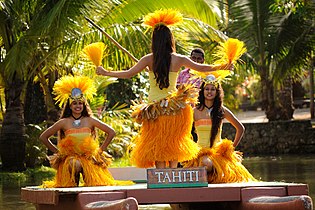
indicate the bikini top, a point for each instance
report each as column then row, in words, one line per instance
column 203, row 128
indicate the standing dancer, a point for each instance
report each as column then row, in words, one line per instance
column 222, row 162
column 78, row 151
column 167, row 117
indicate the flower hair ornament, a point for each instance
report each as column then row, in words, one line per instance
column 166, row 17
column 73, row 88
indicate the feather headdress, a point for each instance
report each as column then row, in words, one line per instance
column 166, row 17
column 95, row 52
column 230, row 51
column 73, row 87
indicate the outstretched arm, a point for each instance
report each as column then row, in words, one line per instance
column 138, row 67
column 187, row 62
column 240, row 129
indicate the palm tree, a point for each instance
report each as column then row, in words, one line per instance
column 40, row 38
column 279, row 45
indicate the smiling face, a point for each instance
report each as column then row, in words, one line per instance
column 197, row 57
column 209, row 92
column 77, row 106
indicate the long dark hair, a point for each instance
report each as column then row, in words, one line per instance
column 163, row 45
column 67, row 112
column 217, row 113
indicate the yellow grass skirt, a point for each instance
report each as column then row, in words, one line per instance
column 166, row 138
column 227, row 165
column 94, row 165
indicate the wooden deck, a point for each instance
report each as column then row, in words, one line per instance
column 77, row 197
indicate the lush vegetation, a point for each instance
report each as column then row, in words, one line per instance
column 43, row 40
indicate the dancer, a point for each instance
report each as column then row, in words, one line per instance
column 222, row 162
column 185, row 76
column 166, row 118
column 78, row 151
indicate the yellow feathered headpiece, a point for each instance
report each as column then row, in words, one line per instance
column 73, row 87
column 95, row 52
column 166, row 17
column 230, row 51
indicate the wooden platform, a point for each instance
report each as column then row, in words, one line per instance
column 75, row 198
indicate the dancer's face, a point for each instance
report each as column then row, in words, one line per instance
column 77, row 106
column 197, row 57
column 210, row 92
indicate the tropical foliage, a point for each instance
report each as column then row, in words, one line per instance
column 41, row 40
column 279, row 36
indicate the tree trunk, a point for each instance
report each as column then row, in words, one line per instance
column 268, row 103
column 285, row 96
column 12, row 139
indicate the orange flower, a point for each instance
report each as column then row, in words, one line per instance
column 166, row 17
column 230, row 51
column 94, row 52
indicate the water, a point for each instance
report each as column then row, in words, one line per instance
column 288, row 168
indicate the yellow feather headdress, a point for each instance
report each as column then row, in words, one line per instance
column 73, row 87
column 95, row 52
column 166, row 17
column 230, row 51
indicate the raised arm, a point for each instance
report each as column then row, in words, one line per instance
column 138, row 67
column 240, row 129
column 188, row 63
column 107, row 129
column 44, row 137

---

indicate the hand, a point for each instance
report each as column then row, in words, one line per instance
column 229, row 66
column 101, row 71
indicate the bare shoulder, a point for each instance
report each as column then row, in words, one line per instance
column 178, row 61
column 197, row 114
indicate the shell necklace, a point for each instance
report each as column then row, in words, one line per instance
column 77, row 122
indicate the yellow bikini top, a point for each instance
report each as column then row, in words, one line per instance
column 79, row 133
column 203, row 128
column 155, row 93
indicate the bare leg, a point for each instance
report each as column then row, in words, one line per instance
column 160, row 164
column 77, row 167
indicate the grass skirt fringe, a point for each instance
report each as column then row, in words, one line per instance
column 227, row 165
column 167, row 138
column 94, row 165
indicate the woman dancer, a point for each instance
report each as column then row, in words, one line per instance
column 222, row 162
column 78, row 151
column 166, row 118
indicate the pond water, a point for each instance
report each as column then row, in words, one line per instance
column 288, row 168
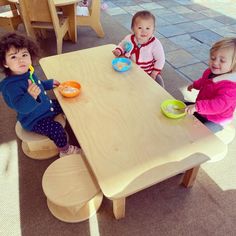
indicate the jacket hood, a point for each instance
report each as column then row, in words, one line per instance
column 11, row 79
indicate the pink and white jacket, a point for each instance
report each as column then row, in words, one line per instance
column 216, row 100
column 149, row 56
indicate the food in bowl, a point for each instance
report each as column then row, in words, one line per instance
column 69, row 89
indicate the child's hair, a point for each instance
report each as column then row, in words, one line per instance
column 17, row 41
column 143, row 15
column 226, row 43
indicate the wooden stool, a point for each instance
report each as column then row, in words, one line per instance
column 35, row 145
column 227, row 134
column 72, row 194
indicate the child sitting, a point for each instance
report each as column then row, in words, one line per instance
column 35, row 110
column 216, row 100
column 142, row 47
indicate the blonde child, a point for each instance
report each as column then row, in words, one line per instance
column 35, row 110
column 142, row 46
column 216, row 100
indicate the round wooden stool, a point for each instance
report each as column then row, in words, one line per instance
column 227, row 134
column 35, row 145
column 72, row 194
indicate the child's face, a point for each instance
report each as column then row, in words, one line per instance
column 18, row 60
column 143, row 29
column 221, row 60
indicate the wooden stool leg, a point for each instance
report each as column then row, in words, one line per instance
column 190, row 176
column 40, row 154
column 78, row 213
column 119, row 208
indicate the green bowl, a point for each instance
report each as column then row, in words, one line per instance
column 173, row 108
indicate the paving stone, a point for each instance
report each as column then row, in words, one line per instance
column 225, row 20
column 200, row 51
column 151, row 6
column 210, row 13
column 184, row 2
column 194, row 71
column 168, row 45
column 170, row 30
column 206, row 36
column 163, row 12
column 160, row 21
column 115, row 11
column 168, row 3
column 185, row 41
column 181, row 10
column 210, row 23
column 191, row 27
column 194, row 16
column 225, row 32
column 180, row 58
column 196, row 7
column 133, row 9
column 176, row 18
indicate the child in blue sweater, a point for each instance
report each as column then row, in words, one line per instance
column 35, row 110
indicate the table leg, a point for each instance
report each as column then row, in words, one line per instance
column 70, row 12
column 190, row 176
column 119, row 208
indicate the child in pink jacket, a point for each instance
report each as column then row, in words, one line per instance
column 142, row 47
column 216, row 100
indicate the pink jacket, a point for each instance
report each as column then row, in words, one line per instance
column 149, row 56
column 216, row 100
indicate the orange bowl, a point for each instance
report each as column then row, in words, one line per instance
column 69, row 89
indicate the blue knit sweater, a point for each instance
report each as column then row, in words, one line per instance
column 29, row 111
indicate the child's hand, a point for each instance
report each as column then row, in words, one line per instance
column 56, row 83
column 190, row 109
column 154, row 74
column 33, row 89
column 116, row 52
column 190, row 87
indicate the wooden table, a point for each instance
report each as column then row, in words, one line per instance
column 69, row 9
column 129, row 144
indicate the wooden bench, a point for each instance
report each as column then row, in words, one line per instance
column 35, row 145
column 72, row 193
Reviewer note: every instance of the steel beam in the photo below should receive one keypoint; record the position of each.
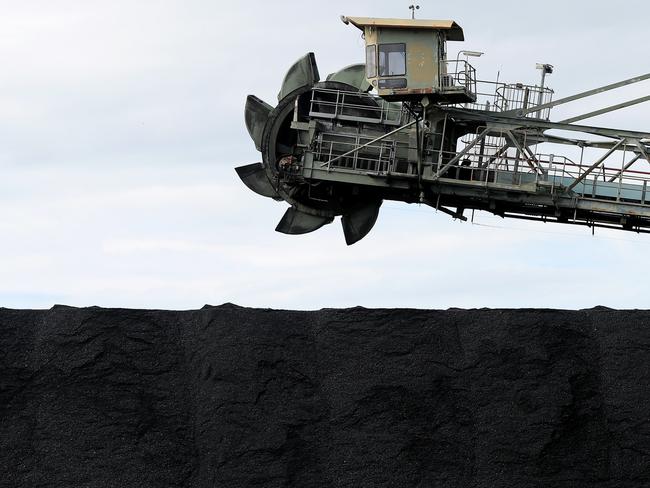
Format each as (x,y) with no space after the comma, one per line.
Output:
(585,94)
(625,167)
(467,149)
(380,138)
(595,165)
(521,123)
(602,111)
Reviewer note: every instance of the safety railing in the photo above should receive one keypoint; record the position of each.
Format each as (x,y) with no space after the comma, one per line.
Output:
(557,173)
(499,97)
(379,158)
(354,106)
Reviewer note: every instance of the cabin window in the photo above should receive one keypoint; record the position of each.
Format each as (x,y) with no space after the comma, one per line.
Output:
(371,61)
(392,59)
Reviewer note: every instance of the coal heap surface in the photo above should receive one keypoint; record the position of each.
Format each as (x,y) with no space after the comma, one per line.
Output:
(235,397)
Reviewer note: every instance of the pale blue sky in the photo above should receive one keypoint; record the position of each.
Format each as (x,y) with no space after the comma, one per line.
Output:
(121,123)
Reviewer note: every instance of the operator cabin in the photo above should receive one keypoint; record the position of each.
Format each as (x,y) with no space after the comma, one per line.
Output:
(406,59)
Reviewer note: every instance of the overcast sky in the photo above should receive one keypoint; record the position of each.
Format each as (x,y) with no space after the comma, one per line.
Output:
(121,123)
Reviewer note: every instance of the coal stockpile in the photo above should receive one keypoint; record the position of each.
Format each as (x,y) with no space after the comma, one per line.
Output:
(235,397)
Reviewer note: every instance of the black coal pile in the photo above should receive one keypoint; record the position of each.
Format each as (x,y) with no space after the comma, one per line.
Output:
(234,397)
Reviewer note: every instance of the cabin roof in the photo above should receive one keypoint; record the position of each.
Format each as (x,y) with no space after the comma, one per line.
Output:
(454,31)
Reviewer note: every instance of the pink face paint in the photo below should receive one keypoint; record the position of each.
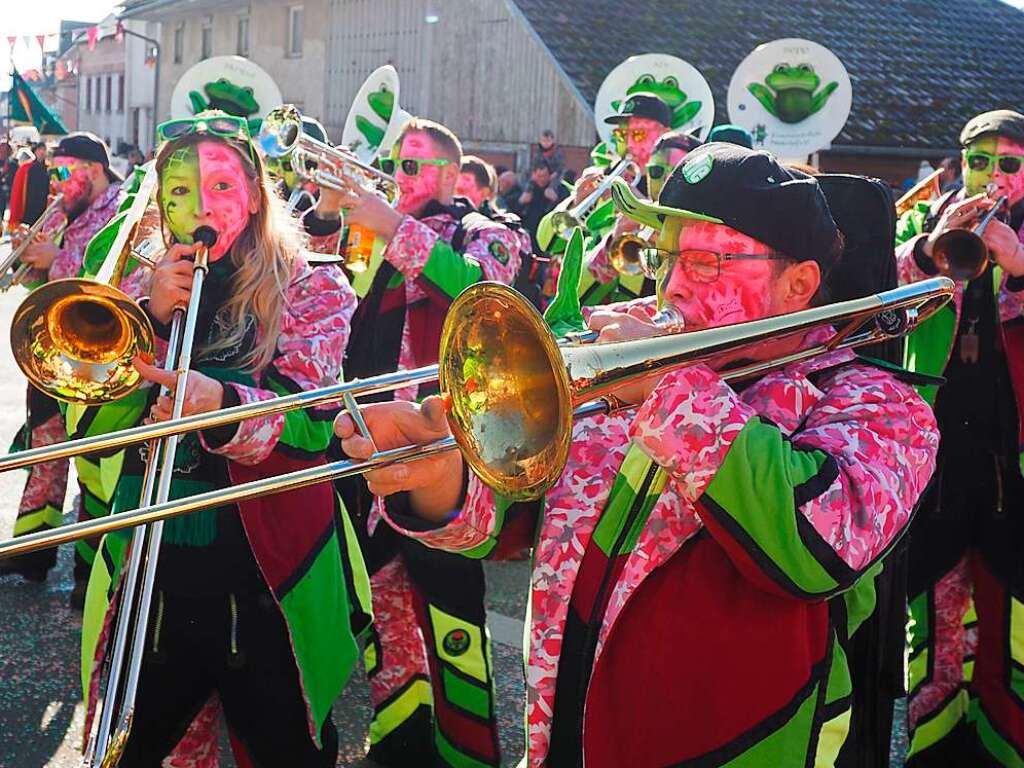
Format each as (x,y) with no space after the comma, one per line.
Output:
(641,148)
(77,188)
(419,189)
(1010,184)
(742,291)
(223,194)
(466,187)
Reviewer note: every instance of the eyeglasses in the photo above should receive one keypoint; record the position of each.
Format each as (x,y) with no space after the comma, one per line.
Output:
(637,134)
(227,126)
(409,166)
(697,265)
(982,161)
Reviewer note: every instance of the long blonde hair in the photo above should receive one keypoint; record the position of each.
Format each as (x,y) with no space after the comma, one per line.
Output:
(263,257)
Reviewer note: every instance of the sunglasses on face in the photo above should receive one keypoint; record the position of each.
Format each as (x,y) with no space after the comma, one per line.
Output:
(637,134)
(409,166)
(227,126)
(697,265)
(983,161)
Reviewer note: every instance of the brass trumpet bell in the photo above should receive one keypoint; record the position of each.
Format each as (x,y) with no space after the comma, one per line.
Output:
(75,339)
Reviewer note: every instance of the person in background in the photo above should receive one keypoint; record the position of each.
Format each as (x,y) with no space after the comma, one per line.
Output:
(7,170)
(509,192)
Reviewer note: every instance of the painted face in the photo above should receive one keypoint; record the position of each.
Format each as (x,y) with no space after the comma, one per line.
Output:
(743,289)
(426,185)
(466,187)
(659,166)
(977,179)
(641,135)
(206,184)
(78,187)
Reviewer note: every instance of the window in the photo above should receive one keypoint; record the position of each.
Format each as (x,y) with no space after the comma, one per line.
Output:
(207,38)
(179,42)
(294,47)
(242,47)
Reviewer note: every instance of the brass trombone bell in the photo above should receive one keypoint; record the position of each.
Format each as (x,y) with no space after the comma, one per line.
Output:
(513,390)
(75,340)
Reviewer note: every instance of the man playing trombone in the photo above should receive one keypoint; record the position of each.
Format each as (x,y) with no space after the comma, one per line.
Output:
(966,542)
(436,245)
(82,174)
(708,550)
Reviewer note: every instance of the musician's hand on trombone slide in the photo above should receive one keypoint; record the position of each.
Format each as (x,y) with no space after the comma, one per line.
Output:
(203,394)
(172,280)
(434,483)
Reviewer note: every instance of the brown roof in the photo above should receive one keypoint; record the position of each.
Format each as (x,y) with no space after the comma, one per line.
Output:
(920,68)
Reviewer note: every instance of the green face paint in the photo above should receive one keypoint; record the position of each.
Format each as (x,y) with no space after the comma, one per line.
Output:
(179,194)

→ **WHAT IS BEING ASKED**: For this exercise, output exactly the lines above from the line with "indicate the dancer's" to the line with "indicate the tropical", counting both, and leave out the rest.

→ **FINAL ANSWER**:
indicate the dancer's face, a point for each instance
report each as column then row, in words, one line per instance
column 77, row 106
column 197, row 57
column 210, row 92
indicate the tropical foliage, a point for each instance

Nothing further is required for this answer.